--- WHAT TO WORK ON ---
Every line below needs to be transcribed without alteration, and no image may be carried over.

--- RECORDED INFORMATION ---
━━━━━━━━━━━━━━━━━━━━
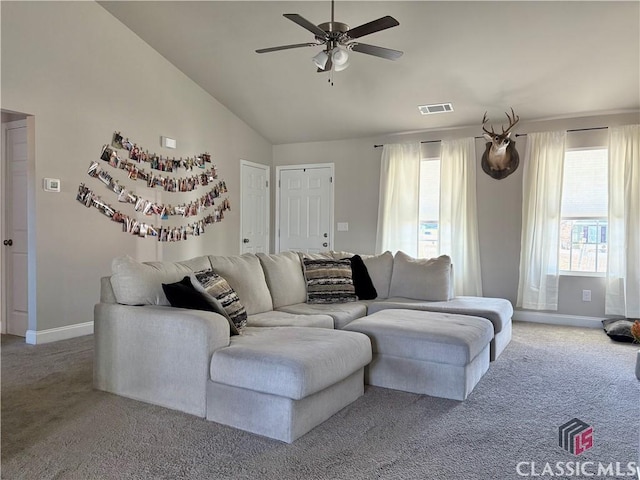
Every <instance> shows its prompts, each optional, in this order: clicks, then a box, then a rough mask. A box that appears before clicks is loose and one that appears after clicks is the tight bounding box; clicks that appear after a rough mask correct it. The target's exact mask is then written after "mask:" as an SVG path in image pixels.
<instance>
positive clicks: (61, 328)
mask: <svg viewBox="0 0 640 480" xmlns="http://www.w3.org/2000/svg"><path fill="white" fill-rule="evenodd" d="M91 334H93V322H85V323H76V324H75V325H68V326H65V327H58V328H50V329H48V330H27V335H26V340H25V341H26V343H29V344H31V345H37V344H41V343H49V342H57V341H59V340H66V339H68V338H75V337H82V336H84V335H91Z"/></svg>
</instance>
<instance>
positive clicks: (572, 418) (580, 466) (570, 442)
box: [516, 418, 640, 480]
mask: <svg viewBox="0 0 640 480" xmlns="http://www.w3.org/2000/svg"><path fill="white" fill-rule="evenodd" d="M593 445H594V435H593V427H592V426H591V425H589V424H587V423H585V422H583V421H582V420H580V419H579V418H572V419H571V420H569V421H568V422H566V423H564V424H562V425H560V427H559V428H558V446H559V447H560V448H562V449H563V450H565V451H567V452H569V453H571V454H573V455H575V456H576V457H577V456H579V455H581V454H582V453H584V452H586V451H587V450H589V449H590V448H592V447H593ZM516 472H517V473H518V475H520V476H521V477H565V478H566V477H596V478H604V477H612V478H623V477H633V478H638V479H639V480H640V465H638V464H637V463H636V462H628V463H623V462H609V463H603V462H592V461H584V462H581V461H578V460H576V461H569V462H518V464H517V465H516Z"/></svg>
━━━━━━━━━━━━━━━━━━━━
--- ANSWER TO THIS PROBLEM ---
Every <instance> shows its prompts, each optional, in this order: clicks, then a box, then a rough mask. A box that appears before clicks is loose and one that appears after clicks is the tight bounding box; clicks that appear after a rough mask correct it. The target's exact mask is then written after "mask:" as an SVG path in image pixels.
<instance>
positive clicks: (61, 328)
mask: <svg viewBox="0 0 640 480" xmlns="http://www.w3.org/2000/svg"><path fill="white" fill-rule="evenodd" d="M91 334H93V322H85V323H76V324H75V325H68V326H65V327H58V328H50V329H48V330H27V335H26V340H25V341H26V343H29V344H31V345H37V344H41V343H49V342H57V341H59V340H66V339H68V338H75V337H82V336H84V335H91Z"/></svg>
</instance>
<instance>
positive clicks: (572, 418) (580, 466) (570, 442)
box: [516, 418, 640, 480]
mask: <svg viewBox="0 0 640 480" xmlns="http://www.w3.org/2000/svg"><path fill="white" fill-rule="evenodd" d="M593 445H594V435H593V427H592V426H591V425H589V424H587V423H585V422H583V421H582V420H580V419H579V418H572V419H571V420H569V421H568V422H566V423H564V424H562V425H560V427H559V428H558V446H559V447H560V448H562V449H563V450H565V451H567V452H569V453H571V454H573V455H575V456H576V457H577V456H579V455H581V454H582V453H584V452H586V451H587V450H589V449H590V448H592V447H593ZM516 472H517V473H518V475H520V476H521V477H565V478H566V477H596V478H604V477H612V478H623V477H633V478H638V479H639V480H640V465H638V464H637V463H636V462H628V463H623V462H609V463H603V462H592V461H584V462H581V461H578V460H576V461H569V462H518V464H517V465H516Z"/></svg>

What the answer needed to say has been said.